- TASK INSTRUCTIONS -
Copy each of the following records word for word, leaving nothing out.

- DATA SHOWN -
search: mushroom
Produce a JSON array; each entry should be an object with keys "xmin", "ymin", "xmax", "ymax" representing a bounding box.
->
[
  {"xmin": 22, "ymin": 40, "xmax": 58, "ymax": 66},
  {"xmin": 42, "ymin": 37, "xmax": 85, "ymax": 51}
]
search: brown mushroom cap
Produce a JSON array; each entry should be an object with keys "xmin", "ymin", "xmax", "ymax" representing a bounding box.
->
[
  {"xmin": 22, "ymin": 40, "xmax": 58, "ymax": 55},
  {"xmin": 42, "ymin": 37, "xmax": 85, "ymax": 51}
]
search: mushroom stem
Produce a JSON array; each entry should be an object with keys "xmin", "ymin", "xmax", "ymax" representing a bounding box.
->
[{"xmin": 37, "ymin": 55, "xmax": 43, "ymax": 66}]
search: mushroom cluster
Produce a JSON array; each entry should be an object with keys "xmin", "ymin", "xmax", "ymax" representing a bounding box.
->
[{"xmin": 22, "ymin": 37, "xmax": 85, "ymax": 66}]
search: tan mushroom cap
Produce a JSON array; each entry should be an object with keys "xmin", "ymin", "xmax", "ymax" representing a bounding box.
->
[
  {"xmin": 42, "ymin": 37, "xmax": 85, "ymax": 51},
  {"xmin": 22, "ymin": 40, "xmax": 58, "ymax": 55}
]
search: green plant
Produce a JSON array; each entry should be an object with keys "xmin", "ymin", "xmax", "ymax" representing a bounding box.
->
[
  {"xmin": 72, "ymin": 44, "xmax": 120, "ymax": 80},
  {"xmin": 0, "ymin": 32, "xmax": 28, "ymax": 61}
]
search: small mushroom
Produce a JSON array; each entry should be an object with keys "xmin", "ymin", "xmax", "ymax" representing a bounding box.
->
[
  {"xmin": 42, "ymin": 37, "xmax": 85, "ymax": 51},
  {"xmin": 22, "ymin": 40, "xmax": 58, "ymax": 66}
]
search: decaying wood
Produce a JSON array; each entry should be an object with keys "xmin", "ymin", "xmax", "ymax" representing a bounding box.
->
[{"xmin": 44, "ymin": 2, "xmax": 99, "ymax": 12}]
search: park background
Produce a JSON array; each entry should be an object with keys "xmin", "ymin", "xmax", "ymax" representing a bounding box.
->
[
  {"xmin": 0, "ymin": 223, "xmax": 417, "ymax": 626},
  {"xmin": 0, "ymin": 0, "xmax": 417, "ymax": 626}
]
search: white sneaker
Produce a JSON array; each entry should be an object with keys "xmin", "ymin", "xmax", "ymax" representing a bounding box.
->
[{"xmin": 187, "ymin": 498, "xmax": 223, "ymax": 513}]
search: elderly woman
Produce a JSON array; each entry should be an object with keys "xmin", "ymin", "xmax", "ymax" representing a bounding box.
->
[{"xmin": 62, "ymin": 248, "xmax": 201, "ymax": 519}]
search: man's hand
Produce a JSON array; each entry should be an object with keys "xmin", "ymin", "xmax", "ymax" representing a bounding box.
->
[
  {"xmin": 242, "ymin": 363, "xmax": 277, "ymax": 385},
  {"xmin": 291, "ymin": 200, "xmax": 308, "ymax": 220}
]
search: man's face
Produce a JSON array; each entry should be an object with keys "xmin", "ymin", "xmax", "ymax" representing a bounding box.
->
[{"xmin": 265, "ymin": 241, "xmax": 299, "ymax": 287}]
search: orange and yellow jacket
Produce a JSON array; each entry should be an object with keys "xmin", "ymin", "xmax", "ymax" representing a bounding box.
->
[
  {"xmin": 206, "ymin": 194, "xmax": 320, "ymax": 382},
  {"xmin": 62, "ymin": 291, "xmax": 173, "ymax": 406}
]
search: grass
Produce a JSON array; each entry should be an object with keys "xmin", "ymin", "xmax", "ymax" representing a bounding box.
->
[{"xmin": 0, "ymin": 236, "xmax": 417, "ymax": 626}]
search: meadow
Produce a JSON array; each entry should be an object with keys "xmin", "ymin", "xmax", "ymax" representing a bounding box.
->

- TASK RESPONSE -
search: mushroom
Produce a JSON array; each entry should be an object with keys "xmin", "ymin", "xmax", "ymax" representing a bounding box.
->
[
  {"xmin": 22, "ymin": 40, "xmax": 58, "ymax": 66},
  {"xmin": 42, "ymin": 37, "xmax": 85, "ymax": 51}
]
search: brown mushroom cap
Produce a JSON array; each entry should be an object with keys "xmin", "ymin", "xmax", "ymax" representing a bounding box.
->
[
  {"xmin": 22, "ymin": 40, "xmax": 58, "ymax": 55},
  {"xmin": 42, "ymin": 37, "xmax": 85, "ymax": 51}
]
search: mushroom stem
Produce a JSON array; each entry should be an object with keys "xmin", "ymin", "xmax", "ymax" representing a bounding box.
->
[{"xmin": 37, "ymin": 55, "xmax": 43, "ymax": 66}]
search: mushroom cluster
Produce a JSON array; each entry should be an object with keys "xmin", "ymin", "xmax", "ymax" representing a bounding box.
->
[{"xmin": 22, "ymin": 37, "xmax": 85, "ymax": 66}]
search: tan mushroom cap
Produce a JSON array; each entry should be an object with keys "xmin", "ymin", "xmax", "ymax" representing a bounding box.
->
[
  {"xmin": 42, "ymin": 37, "xmax": 85, "ymax": 51},
  {"xmin": 22, "ymin": 40, "xmax": 58, "ymax": 55}
]
search: green plant
Produce a JSON array; each entry should be an object with keys "xmin", "ymin", "xmax", "ymax" representing a bounding box.
->
[
  {"xmin": 72, "ymin": 44, "xmax": 120, "ymax": 80},
  {"xmin": 0, "ymin": 32, "xmax": 28, "ymax": 61}
]
search: small mushroom
Produce a JSON array; each entry should be an object with keys "xmin", "ymin", "xmax", "ymax" representing a bounding box.
->
[
  {"xmin": 42, "ymin": 37, "xmax": 85, "ymax": 51},
  {"xmin": 22, "ymin": 40, "xmax": 58, "ymax": 66}
]
search: decaying wood
Produce a JSON array; each entry should be an object with keys "xmin", "ymin", "xmax", "ymax" representing a bounding box.
->
[{"xmin": 44, "ymin": 2, "xmax": 99, "ymax": 12}]
search: park background
Produce a JSON array; each entry should be an object with keys "xmin", "ymin", "xmax", "ymax" representing a bounding box.
->
[
  {"xmin": 0, "ymin": 223, "xmax": 417, "ymax": 626},
  {"xmin": 0, "ymin": 0, "xmax": 417, "ymax": 626}
]
search: white sneaker
Produce a JSON array; each entry should be an object with keys "xmin", "ymin", "xmax", "ymax" representing a bounding box.
->
[{"xmin": 187, "ymin": 498, "xmax": 223, "ymax": 513}]
search: elderly woman
Produce a JSON array; each entry should be an object with keys "xmin", "ymin", "xmax", "ymax" representing a bounding box.
->
[{"xmin": 62, "ymin": 248, "xmax": 201, "ymax": 519}]
search: man's hand
Produce a JSON array; each entry should be an object with keys "xmin", "ymin", "xmax", "ymax" representing a bounding box.
->
[
  {"xmin": 242, "ymin": 363, "xmax": 277, "ymax": 385},
  {"xmin": 291, "ymin": 200, "xmax": 308, "ymax": 220}
]
search: man's face
Produce a JSON array; each entry should be an object with keys "xmin", "ymin", "xmax", "ymax" representing a bounding box.
->
[{"xmin": 265, "ymin": 241, "xmax": 299, "ymax": 287}]
search: orange and yellow jacket
Produce a JSON array; each entry should be an object with keys "xmin", "ymin", "xmax", "ymax" representing a bounding box.
->
[
  {"xmin": 206, "ymin": 194, "xmax": 320, "ymax": 382},
  {"xmin": 62, "ymin": 291, "xmax": 173, "ymax": 406}
]
search: grass
Produce a JSON array; each entry should be an object with keys "xmin", "ymin", "xmax", "ymax" representing a bounding box.
->
[{"xmin": 0, "ymin": 236, "xmax": 417, "ymax": 626}]
search: meadow
Produce a JSON array; each entry should be an object with keys "xmin", "ymin", "xmax", "ymax" representing a bounding box.
->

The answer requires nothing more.